[BEGIN QUOTED TEXT]
In a break with tradition, the remote Maximiser in Australia came mid-week. It also brought drama. Guy Andrews was leading the first pack of competitors into Knox Gorge at the end of a mountain bike and running section. A wrong turning at the foot of the gorge left Andrews and three others heading away from the next test in the Maximiser - a combined kayak and swim.

“Because the others were following me, I figured it was the right way. I was just in race mode and going for it,” said Andrews, who reappeared after two hours in the bush. “Only when I’d been going for an hour up the gorge and was out in exposed country did I realise I’d got it wrong. But the thing that really concerned me was seeing a couple of snakes. One of them was a taipan, I think, and if you get bitten by one of those then that’s pretty well it. You have about three minutes to live!”

The Maximiser course was designed to test team strategy. Each pair of competitors were given the choice of two routes to use, on course for a common finish point at the foot of the spectacular, stepped Joffree Falls. The strengths of each partner would determine which route they would complete.

The first route was eleven kilometres of bone shattering mountain biking on a corrugated path, connecting to a perilous climb into the red sandstone gorge and then a kayak/swim to the finish. The second route was shorter on the bikes but longer in the gorge and included long sections of portage - carrying the kayaks over walls of slimy rock.

The winning score was the aggregate time of the two partners. In the case of the South African/Arabian duo, Chester Foster and Chris Perry, the success of one was nullified by the disaster of the other. Foster won his route but Perry was one of the trio lost with Guy Andrews. Foster could not believe his bad luck, which has struck again for the third time in three Stages of the Land Rover G4 Challenge.

“This was going to be my pay day,” said Chester. “Since getting to Australia I have halved my deficit to the leaders. Today I reckon I could get up into the top four overall.

“I was on form. I was faster than Franck (Salgues, of France) and Franck is a machine. But Chris’s problems have killed it for me. I am running out of days fast now. It’s not over yet but I need some good luck and soon.”

Franck was second on his route and his partner Cüneyt Gazioglu of Turkey won the other, making them the winners of the Maximiser.

On Thursday, the last day of Outback competition, the teams were given six possible locations between Marble Bar, the edge of the Great Sandy Desert to the East and the white sand beaches of the Indian Ocean to the North. The most remote Hunter involved a combination of kayaking, climbing and swimming in the depths of the Carawine Gorge on the fringes of the desert. The closest town to the East is Alice Springs, over 2000 miles away.

Sergey Polyansky of Russia was lucky not to hurt himself when he fell whilst abseiling off a razor sharp cliff. He was saved by his Australian teammate Guy Andrews.

“It was a nasty place to slip and I am very pleased Guy and some others were on the end of the safety rope,” said Sergey.

In another abseiling task, based in the Comet Gold Mine on the outskirts of Marble Bar, Italy’s Alberta Chiappa dropped the electronic key that she and the other competitors use at the start and finish of the Hunters. After recovering her key she had to climb a 75-metre chimney to find the next checkpoint.
[END QUOTED TEXT]
[BEGIN MATERIAL SUPPLIED]
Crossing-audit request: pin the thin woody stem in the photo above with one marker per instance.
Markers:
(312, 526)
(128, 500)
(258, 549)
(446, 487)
[END MATERIAL SUPPLIED]
DIRECTIONS:
1. Translate this sentence from the race report into Spanish: "The Maximiser course was designed to test team strategy."
2. Collect every line of the rows that contains the word "above".
These rows have no connection to the race report.

OUTPUTS BY TASK:
1. El recorrido del Maximiser fue diseñado para poner a prueba la estrategia de equipo.

2.
Crossing-audit request: pin the thin woody stem in the photo above with one marker per instance.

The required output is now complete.